> _Request_
Revise everything from the line containing "target | white shell fragment" down to the end of the data so that "sandy ground" becomes "sandy soil", changing nothing else. Leave the pictures out of your reply.

(begin)

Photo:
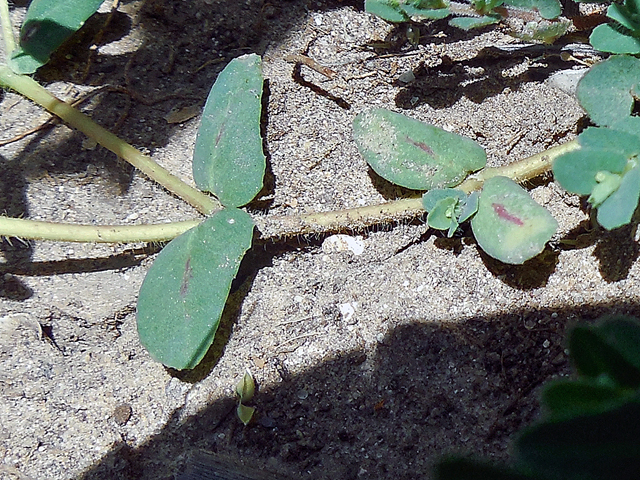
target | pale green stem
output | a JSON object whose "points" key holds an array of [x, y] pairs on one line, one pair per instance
{"points": [[31, 89], [7, 29], [36, 230], [401, 210], [522, 170]]}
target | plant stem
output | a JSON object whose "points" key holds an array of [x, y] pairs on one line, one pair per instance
{"points": [[522, 170], [7, 28], [31, 89], [36, 230], [360, 218]]}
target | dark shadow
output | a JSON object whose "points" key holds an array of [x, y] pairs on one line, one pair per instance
{"points": [[389, 190], [264, 198], [477, 78], [617, 251], [425, 390], [300, 80], [531, 274], [127, 259], [184, 47]]}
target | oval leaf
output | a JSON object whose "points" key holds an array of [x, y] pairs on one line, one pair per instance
{"points": [[607, 39], [576, 171], [388, 10], [617, 210], [228, 160], [47, 24], [183, 295], [607, 91], [412, 154], [509, 224]]}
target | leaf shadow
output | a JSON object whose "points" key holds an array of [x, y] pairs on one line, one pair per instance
{"points": [[427, 389]]}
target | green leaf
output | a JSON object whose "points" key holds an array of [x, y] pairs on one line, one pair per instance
{"points": [[617, 210], [607, 39], [388, 10], [509, 225], [601, 149], [611, 349], [468, 23], [604, 446], [47, 24], [470, 207], [434, 13], [607, 90], [625, 15], [228, 160], [184, 293], [412, 154], [565, 399], [464, 469], [549, 9]]}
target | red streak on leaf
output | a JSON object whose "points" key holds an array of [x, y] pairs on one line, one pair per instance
{"points": [[219, 136], [186, 277], [502, 213], [422, 146]]}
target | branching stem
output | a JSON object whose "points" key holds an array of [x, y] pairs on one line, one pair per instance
{"points": [[34, 91], [36, 230], [276, 226]]}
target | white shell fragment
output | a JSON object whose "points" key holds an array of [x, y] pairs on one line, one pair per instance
{"points": [[343, 243], [348, 310], [567, 80]]}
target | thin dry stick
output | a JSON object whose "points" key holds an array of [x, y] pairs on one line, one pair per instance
{"points": [[312, 64]]}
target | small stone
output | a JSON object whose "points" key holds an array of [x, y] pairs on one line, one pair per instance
{"points": [[343, 243], [407, 77], [122, 414]]}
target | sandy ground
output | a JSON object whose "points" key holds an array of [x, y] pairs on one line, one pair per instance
{"points": [[370, 365]]}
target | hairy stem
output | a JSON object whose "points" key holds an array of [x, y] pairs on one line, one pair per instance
{"points": [[522, 170], [36, 230], [7, 29], [400, 210], [276, 226], [31, 89]]}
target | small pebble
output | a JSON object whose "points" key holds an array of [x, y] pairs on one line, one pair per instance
{"points": [[122, 414]]}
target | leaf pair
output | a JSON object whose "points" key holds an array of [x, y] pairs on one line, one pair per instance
{"points": [[184, 293], [507, 223], [46, 26], [606, 167]]}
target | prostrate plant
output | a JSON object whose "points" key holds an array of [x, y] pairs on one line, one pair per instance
{"points": [[590, 428], [622, 35], [606, 166], [185, 291]]}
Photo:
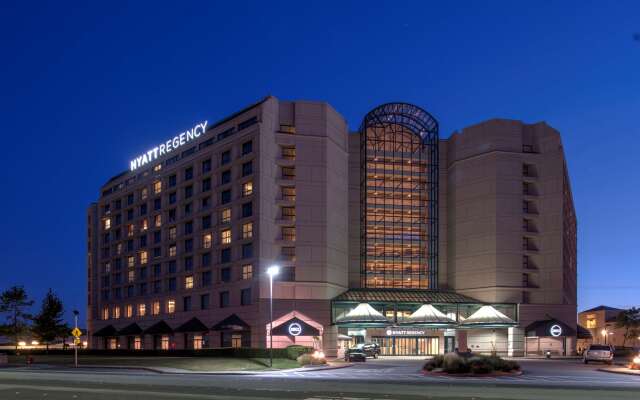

(end)

> _The solution_
target | white shell fragment
output | a JSON object whose "points" key holds an array of [x, y] pairs on one line, one pair per instance
{"points": [[343, 243], [348, 310], [567, 80]]}
target | thin dry stick
output | a JSON object whose "points" key holds an array of [x, y] pairs on one line, one pair per instance
{"points": [[312, 64]]}
target | small stone
output | a JSON object whose "points" key holds an array of [x, y] pairs on one line, one pair per instance
{"points": [[343, 243], [407, 77], [122, 414]]}
target | sandy soil
output | a JSON object whose "points" key holds an array of [x, y] pairs on one line, one pair per instance
{"points": [[370, 365]]}
target | hairy stem
output | a JSON object whose "points" key holds an array of [x, y] pairs on one line, one pair per instance
{"points": [[522, 170], [36, 230], [7, 29], [400, 210], [276, 226], [31, 89]]}
target | small pebble
output | a JSON object whose "points" key holds an array of [x, y] pairs on one line, one pair per instance
{"points": [[122, 414]]}
target | leaf pair
output | a JSON object whose "points" key holds an array of [x, y] pairs on one line, one pair per instance
{"points": [[184, 293], [507, 223], [46, 26], [606, 167]]}
target | prostrate plant
output | a JSON object whose "points" key holds an array of [x, y] pairs on one line, one pair per instance
{"points": [[590, 428], [622, 35], [606, 166], [185, 291]]}
Photo:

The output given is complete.